What this exercise asks:
**A.** In the article about the Syrian aid crossing, on what date will the Bab al-Hawa crossing close unless the Security Council authorizes it to stay open?
**B.** Reproduce the article about the Syrian aid crossing from "During the meeting, Moscow" down to "the Syrian regime.".
**C.** Pick up the article about the Syrian aid crossing where it stops and keep writing.

Ireland, The United States and Norway called on the UN Security Council to extend an agreement to keep open a border crossing through which humanitarian aid reaches war-torn Syria's rebel-held northwest.

The Bab al-Hawa crossing from Turkey into Syria will close on July 10 unless it receives authorization to stay open for another year in a United Nations Security Council vote on Thursday.

"We cannot accept less than what we have today. And that's one border crossing for 12 months that's providing support for millions of Syrians," said the American ambassador to the UN, Linda Thomas-Greenfield, after a closed-door meeting on humanitarian assistance to Syria.

If an extension of the cross-border aid mechanism is vetoed, she warned, "the repercussions are obvious, people will starve to death."

Some three million people live in jihadist-dominated northwest Syria, more than half displaced by the country's decade-long conflict.

For the past year, international organisations have been able to bring in medicine, food, blankets and Covid-19 vaccines through the Bab al-Hawa crossing - the only crossing for aid into the region that bypasses Damascus.

Russia, which wields veto power at the council and is a staunch ally of the Damascus regime, may block the renewal, preferring to see the aid delivered across front lines from Damascus and arguing the existing crossing is used to supply arms to rebel fighters.

Irish ambassador to the UN Geraldine Byrne Nason told reporters "we're hoping to see a successful renewal" of the cross-border aid mechanism

During the meeting, Moscow "maintained its position, which has been clear for a long time", a Russian diplomat told AFP, on condition of anonymity.

According to France's UN ambassador, Nicolas de Riviere, since the beginning of the year, 50 percent of requests to deliver humanitarian aid across front lines have been rejected by the Syrian regime.

Before the sit-down, Irish ambassador to the UN Geraldine Byrne Nason told reporters "we're hoping to see a successful renewal" of the cross-border aid mechanism, and warned of a potential "humanitarian catastrophe."

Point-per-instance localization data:
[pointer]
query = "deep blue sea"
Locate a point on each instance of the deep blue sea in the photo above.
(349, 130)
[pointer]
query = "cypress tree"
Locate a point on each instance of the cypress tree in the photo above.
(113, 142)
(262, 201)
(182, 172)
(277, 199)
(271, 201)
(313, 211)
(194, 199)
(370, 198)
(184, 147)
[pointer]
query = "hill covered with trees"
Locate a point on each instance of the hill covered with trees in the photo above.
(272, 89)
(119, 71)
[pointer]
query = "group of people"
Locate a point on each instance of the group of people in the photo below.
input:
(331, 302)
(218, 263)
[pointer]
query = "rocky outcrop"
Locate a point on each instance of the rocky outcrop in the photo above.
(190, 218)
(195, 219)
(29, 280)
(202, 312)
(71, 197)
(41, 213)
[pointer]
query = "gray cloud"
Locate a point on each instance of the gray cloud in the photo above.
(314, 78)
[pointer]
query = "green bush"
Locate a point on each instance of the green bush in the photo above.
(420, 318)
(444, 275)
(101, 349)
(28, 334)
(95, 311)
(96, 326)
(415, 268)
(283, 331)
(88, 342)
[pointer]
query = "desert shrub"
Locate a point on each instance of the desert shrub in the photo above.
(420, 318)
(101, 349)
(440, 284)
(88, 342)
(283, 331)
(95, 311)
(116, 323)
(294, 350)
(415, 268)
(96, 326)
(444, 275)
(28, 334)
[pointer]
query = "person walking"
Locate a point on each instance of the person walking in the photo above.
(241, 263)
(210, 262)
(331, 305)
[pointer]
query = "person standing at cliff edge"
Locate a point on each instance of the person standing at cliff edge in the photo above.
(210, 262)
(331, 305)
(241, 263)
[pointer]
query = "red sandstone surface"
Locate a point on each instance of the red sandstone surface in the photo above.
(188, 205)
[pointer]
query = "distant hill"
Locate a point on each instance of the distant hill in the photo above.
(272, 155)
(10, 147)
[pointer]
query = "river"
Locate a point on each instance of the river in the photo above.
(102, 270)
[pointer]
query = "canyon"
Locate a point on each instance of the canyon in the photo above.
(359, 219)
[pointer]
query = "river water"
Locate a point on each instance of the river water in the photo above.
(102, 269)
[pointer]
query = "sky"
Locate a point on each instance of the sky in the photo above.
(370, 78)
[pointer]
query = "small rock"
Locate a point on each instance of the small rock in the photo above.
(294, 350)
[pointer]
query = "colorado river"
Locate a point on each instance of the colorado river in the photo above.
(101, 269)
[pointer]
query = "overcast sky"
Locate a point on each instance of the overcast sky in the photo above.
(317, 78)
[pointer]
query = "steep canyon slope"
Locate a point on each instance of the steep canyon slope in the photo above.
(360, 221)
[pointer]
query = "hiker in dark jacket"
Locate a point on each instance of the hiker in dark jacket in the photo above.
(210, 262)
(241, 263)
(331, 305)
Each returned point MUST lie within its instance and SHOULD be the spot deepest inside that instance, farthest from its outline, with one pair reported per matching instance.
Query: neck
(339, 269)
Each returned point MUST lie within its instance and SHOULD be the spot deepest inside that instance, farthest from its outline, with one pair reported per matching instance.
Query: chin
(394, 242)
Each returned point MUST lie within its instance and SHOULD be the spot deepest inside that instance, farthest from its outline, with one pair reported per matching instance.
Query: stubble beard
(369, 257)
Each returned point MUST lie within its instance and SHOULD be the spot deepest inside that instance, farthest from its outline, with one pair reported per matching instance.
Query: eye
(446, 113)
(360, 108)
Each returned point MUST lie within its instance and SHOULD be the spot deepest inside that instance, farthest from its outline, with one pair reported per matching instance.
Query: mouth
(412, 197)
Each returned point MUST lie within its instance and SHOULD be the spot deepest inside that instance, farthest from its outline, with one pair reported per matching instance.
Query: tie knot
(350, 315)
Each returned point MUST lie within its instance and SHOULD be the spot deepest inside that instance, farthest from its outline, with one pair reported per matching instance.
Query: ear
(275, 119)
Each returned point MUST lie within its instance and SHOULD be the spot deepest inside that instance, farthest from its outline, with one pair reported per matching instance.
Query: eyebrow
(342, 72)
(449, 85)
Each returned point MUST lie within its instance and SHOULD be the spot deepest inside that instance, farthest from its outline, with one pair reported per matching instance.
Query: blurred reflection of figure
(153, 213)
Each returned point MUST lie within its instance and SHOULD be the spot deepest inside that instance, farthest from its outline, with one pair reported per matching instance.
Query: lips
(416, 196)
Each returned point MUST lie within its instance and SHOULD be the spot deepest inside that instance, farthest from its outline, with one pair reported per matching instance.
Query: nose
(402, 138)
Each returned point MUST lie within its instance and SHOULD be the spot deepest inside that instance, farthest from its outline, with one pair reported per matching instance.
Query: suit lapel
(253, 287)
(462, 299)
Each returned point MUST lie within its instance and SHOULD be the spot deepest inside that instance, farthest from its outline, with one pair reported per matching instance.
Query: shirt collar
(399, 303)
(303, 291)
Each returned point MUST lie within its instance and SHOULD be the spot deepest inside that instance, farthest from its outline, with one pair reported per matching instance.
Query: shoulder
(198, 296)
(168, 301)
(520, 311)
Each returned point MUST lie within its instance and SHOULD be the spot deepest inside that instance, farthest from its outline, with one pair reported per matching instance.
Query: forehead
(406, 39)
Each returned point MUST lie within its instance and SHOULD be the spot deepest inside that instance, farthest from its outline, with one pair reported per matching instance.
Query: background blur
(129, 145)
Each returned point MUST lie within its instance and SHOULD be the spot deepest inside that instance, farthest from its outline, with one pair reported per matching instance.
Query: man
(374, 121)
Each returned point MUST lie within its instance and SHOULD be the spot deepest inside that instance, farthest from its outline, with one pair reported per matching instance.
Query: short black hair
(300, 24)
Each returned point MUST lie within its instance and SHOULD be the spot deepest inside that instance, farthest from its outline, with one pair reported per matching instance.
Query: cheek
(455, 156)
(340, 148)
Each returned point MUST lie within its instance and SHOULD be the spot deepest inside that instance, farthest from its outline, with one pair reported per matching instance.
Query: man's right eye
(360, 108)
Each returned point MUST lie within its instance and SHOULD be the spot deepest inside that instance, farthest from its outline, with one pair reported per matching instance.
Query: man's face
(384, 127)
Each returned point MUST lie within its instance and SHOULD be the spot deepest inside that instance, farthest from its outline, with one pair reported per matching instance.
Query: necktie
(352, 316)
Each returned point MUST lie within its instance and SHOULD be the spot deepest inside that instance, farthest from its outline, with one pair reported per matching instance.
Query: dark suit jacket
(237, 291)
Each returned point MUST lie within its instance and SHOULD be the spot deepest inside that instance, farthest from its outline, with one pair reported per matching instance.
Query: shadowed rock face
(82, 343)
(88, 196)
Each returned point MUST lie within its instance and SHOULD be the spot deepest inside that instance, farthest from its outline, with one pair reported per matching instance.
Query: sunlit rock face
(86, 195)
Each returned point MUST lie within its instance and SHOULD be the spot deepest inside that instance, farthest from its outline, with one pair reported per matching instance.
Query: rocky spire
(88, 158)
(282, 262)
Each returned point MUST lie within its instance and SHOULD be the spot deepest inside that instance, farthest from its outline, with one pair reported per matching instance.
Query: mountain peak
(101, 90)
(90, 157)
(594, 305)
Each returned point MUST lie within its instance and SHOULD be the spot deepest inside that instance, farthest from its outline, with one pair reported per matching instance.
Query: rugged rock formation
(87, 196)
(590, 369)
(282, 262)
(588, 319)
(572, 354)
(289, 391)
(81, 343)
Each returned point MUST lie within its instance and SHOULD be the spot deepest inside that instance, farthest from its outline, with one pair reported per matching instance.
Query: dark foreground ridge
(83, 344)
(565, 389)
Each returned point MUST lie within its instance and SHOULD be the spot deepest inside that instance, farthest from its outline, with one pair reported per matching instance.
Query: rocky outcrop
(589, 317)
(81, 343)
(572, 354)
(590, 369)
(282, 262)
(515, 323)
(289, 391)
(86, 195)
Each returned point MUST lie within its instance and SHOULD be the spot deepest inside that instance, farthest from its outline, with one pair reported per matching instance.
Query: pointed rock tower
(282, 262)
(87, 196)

Answers provided:
**A.** July 10

**B.**
During the meeting, Moscow "maintained its position, which has been clear for a long time", a Russian diplomat told AFP, on condition of anonymity.

According to France's UN ambassador, Nicolas de Riviere, since the beginning of the year, 50 percent of requests to deliver humanitarian aid across front lines have been rejected by the Syrian regime.

**C.**
"We understand its politically sensitive, we're making a purely humanitarian case," she said.

Ireland and Norway, non-permanent members of the UNSC, presented a draft resolution in late June that seeks to keep the Bab al-Hawa crossing open for one year and to reopen a second crossing point, Al-Yarubiyah, which allows supplies to reach Syria's northeast from Iraq.

Norway's UN envoy Mona Juul said it was "incredibly important" to get the "maximum" assistance into Syria.
"It's a lot at stake, it's really a life and death issue for so many," she added.

Humanitarian organizations have been pleading for months for an extension of the UN authorisation.

Earlier this week, Concern Worldwide, GOAL, Trocaire, Oxfam Ireland and World Vision appealed to the Security Council to approve the reauthorisation of the crossing for at least another 12 months.

In addition to the Bab al-Hawa border crossing, they also called for the re-opening of the Al Yarubiyah and Bab-al-Salam crossings, which have been closed over the last year and a half.

In a joint statement the NGOs said: "If the last remaining border crossing is closed off after July 10th the work of the entire humanitarian community to provide timely life-saving assistance, could be in jeopardy and the consequences will be disastrous. This cannot be allowed to happen. Ireland, with Norway, has specific responsibility at the UN Security Council to convene consensus on the text of the resolution that protects cross-border aid."